--- START ---
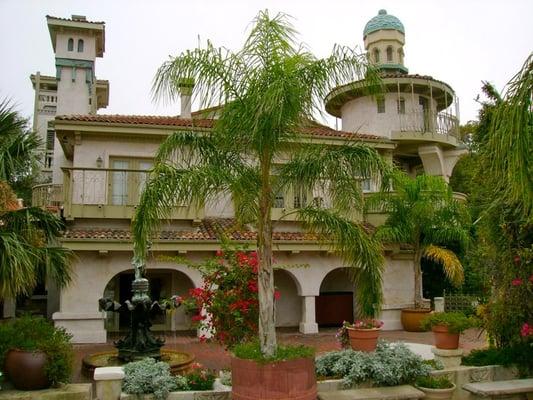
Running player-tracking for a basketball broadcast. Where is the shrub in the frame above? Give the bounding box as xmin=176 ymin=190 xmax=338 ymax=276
xmin=421 ymin=312 xmax=474 ymax=333
xmin=122 ymin=358 xmax=178 ymax=400
xmin=185 ymin=363 xmax=215 ymax=390
xmin=0 ymin=315 xmax=73 ymax=386
xmin=462 ymin=344 xmax=533 ymax=378
xmin=233 ymin=340 xmax=314 ymax=363
xmin=315 ymin=341 xmax=433 ymax=388
xmin=416 ymin=375 xmax=454 ymax=389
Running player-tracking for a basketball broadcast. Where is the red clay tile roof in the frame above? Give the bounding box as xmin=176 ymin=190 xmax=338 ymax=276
xmin=64 ymin=218 xmax=375 ymax=243
xmin=64 ymin=218 xmax=321 ymax=242
xmin=55 ymin=114 xmax=384 ymax=140
xmin=46 ymin=15 xmax=105 ymax=25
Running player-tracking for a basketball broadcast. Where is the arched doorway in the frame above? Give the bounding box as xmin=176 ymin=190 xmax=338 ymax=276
xmin=103 ymin=269 xmax=195 ymax=332
xmin=274 ymin=269 xmax=301 ymax=328
xmin=316 ymin=268 xmax=354 ymax=326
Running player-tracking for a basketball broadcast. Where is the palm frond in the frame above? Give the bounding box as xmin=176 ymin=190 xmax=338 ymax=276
xmin=423 ymin=244 xmax=464 ymax=286
xmin=0 ymin=232 xmax=37 ymax=297
xmin=298 ymin=206 xmax=384 ymax=317
xmin=485 ymin=53 xmax=533 ymax=218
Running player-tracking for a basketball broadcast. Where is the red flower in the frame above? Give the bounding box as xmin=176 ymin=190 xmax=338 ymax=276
xmin=247 ymin=280 xmax=258 ymax=293
xmin=274 ymin=290 xmax=281 ymax=300
xmin=529 ymin=275 xmax=533 ymax=284
xmin=216 ymin=250 xmax=224 ymax=257
xmin=513 ymin=255 xmax=521 ymax=265
xmin=520 ymin=323 xmax=533 ymax=337
xmin=191 ymin=314 xmax=205 ymax=322
xmin=512 ymin=278 xmax=523 ymax=286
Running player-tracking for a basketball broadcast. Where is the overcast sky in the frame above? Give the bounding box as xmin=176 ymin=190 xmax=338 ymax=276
xmin=1 ymin=0 xmax=532 ymax=127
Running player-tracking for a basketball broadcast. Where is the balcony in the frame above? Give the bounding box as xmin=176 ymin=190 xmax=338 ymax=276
xmin=392 ymin=111 xmax=461 ymax=147
xmin=32 ymin=168 xmax=204 ymax=221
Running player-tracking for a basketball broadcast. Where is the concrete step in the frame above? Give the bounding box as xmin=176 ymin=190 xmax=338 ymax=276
xmin=318 ymin=384 xmax=425 ymax=400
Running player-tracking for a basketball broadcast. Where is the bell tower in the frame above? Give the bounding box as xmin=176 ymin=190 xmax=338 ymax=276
xmin=46 ymin=14 xmax=105 ymax=115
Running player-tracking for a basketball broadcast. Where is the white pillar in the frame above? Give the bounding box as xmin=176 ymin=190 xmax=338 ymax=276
xmin=2 ymin=298 xmax=16 ymax=318
xmin=434 ymin=297 xmax=445 ymax=313
xmin=299 ymin=296 xmax=318 ymax=334
xmin=94 ymin=367 xmax=124 ymax=400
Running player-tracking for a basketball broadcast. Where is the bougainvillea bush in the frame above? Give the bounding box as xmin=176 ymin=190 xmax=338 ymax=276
xmin=181 ymin=246 xmax=279 ymax=348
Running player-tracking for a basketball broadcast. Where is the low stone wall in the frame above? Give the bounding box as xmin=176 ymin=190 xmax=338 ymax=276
xmin=0 ymin=383 xmax=92 ymax=400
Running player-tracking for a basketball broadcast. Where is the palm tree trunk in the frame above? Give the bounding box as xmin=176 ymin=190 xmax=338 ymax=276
xmin=413 ymin=246 xmax=423 ymax=308
xmin=257 ymin=161 xmax=276 ymax=357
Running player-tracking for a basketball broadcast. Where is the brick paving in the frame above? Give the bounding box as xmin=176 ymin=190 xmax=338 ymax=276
xmin=72 ymin=328 xmax=487 ymax=383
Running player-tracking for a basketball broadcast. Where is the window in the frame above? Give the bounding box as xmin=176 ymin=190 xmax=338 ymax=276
xmin=361 ymin=179 xmax=372 ymax=193
xmin=386 ymin=46 xmax=393 ymax=62
xmin=67 ymin=38 xmax=74 ymax=51
xmin=397 ymin=98 xmax=406 ymax=114
xmin=377 ymin=97 xmax=385 ymax=113
xmin=274 ymin=194 xmax=285 ymax=208
xmin=293 ymin=191 xmax=307 ymax=209
xmin=46 ymin=129 xmax=55 ymax=150
xmin=109 ymin=158 xmax=153 ymax=205
xmin=77 ymin=39 xmax=84 ymax=52
xmin=373 ymin=48 xmax=380 ymax=63
xmin=398 ymin=48 xmax=404 ymax=64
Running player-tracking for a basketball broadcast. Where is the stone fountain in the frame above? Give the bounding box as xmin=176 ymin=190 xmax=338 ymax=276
xmin=82 ymin=255 xmax=194 ymax=377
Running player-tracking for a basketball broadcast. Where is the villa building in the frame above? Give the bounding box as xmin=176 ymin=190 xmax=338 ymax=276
xmin=28 ymin=11 xmax=465 ymax=343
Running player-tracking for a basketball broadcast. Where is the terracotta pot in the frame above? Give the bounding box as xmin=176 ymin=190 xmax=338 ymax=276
--- END ---
▶ [Task instructions]: Word for word, write out the full listing, leaving the pictures aside.

▶ [Output below]:
Running player-tracking for a basketball broadcast. Where is the shrub in the frame above? Give the bounding box as xmin=176 ymin=190 xmax=338 ymax=276
xmin=421 ymin=312 xmax=474 ymax=333
xmin=122 ymin=358 xmax=178 ymax=400
xmin=185 ymin=363 xmax=215 ymax=390
xmin=0 ymin=315 xmax=73 ymax=386
xmin=462 ymin=344 xmax=533 ymax=378
xmin=233 ymin=340 xmax=314 ymax=363
xmin=315 ymin=341 xmax=433 ymax=388
xmin=416 ymin=375 xmax=454 ymax=389
Running player-tracking for a basketball broadcast. Where is the red clay tile roof in the frame above? Give the bounding box as xmin=176 ymin=190 xmax=338 ymax=276
xmin=64 ymin=218 xmax=375 ymax=243
xmin=64 ymin=218 xmax=321 ymax=242
xmin=55 ymin=114 xmax=384 ymax=140
xmin=46 ymin=15 xmax=105 ymax=25
Running player-tracking for a basketball broadcast. Where is the arched doorway in the frame above? Give the bounding box as xmin=176 ymin=190 xmax=338 ymax=276
xmin=103 ymin=269 xmax=195 ymax=332
xmin=274 ymin=269 xmax=301 ymax=328
xmin=316 ymin=268 xmax=354 ymax=326
Running player-tracking for a basketball broadcast. Where is the palm frond in the frame above? Give the bounding box as xmin=176 ymin=190 xmax=338 ymax=276
xmin=423 ymin=244 xmax=464 ymax=286
xmin=0 ymin=232 xmax=37 ymax=297
xmin=298 ymin=206 xmax=384 ymax=317
xmin=485 ymin=53 xmax=533 ymax=218
Running player-tracking for a basketball broadcast. Where is the red flower in the frame above? Give the bounding box as xmin=176 ymin=190 xmax=338 ymax=276
xmin=247 ymin=280 xmax=258 ymax=293
xmin=274 ymin=290 xmax=281 ymax=300
xmin=529 ymin=275 xmax=533 ymax=284
xmin=216 ymin=250 xmax=224 ymax=257
xmin=513 ymin=255 xmax=521 ymax=265
xmin=520 ymin=323 xmax=533 ymax=337
xmin=191 ymin=314 xmax=205 ymax=322
xmin=512 ymin=278 xmax=523 ymax=286
Running player-tracking for a basketball broadcast. Where is the overcast sky in the frame above? Give the bounding box as xmin=176 ymin=190 xmax=338 ymax=276
xmin=1 ymin=0 xmax=532 ymax=127
Running player-tracking for a basketball broadcast. Where is the balcony in the frame above? Give the bounding box as xmin=176 ymin=190 xmax=338 ymax=276
xmin=392 ymin=111 xmax=461 ymax=147
xmin=32 ymin=168 xmax=204 ymax=221
Running player-tracking for a basketball broadcast. Where is the concrete step in the frame above? Give the bounding box as xmin=176 ymin=190 xmax=338 ymax=276
xmin=318 ymin=384 xmax=425 ymax=400
Running player-tracking for a basketball broadcast. Where is the bell tower in the frame above? Give the bounding box as xmin=176 ymin=190 xmax=338 ymax=276
xmin=46 ymin=14 xmax=105 ymax=115
Running player-tracking for a basketball broadcast. Where is the white pillar in the frame above? Give the bounding box as xmin=176 ymin=190 xmax=338 ymax=276
xmin=2 ymin=298 xmax=16 ymax=318
xmin=434 ymin=297 xmax=445 ymax=313
xmin=299 ymin=296 xmax=318 ymax=334
xmin=94 ymin=367 xmax=124 ymax=400
Running player-tracking for a basketball broadcast. Where is the bougainvillea bush in the frame above? Give the bounding box as xmin=176 ymin=190 xmax=338 ymax=276
xmin=181 ymin=246 xmax=279 ymax=348
Running player-tracking for a basketball broadcast. Where is the low stone wall in the frame above? Give the bounding box as xmin=176 ymin=190 xmax=338 ymax=276
xmin=0 ymin=383 xmax=92 ymax=400
Running player-tracking for a basketball broadcast. Where is the palm tree trunk in the frame above? Give the bounding box as xmin=176 ymin=190 xmax=338 ymax=276
xmin=413 ymin=246 xmax=423 ymax=308
xmin=257 ymin=161 xmax=276 ymax=357
Running player-tracking for a basketball broadcast. Where is the brick paving in the frame above? Give the bounding box as xmin=176 ymin=190 xmax=338 ymax=276
xmin=72 ymin=328 xmax=487 ymax=383
Running player-tracking for a basketball broadcast. Where is the window in the frame above? Give the bounding box as xmin=176 ymin=190 xmax=338 ymax=276
xmin=361 ymin=179 xmax=372 ymax=193
xmin=386 ymin=46 xmax=393 ymax=62
xmin=67 ymin=38 xmax=74 ymax=51
xmin=397 ymin=98 xmax=406 ymax=114
xmin=377 ymin=97 xmax=385 ymax=113
xmin=274 ymin=194 xmax=285 ymax=208
xmin=293 ymin=191 xmax=307 ymax=209
xmin=46 ymin=129 xmax=55 ymax=150
xmin=109 ymin=158 xmax=153 ymax=205
xmin=77 ymin=39 xmax=84 ymax=52
xmin=373 ymin=48 xmax=380 ymax=63
xmin=398 ymin=48 xmax=404 ymax=64
Running player-tracking for a basketball broadcast. Where is the stone fountain in the frame above? Give the bounding box as xmin=176 ymin=190 xmax=338 ymax=276
xmin=82 ymin=255 xmax=194 ymax=377
Running player-tracking for a basketball broadcast. Where is the villa building in the frame above? Give the bounding box as xmin=176 ymin=190 xmax=338 ymax=276
xmin=28 ymin=11 xmax=465 ymax=343
Running player-tracking for a basketball broadcast. Where is the terracotta pot in the frame above? Give the bounding box as xmin=176 ymin=190 xmax=338 ymax=276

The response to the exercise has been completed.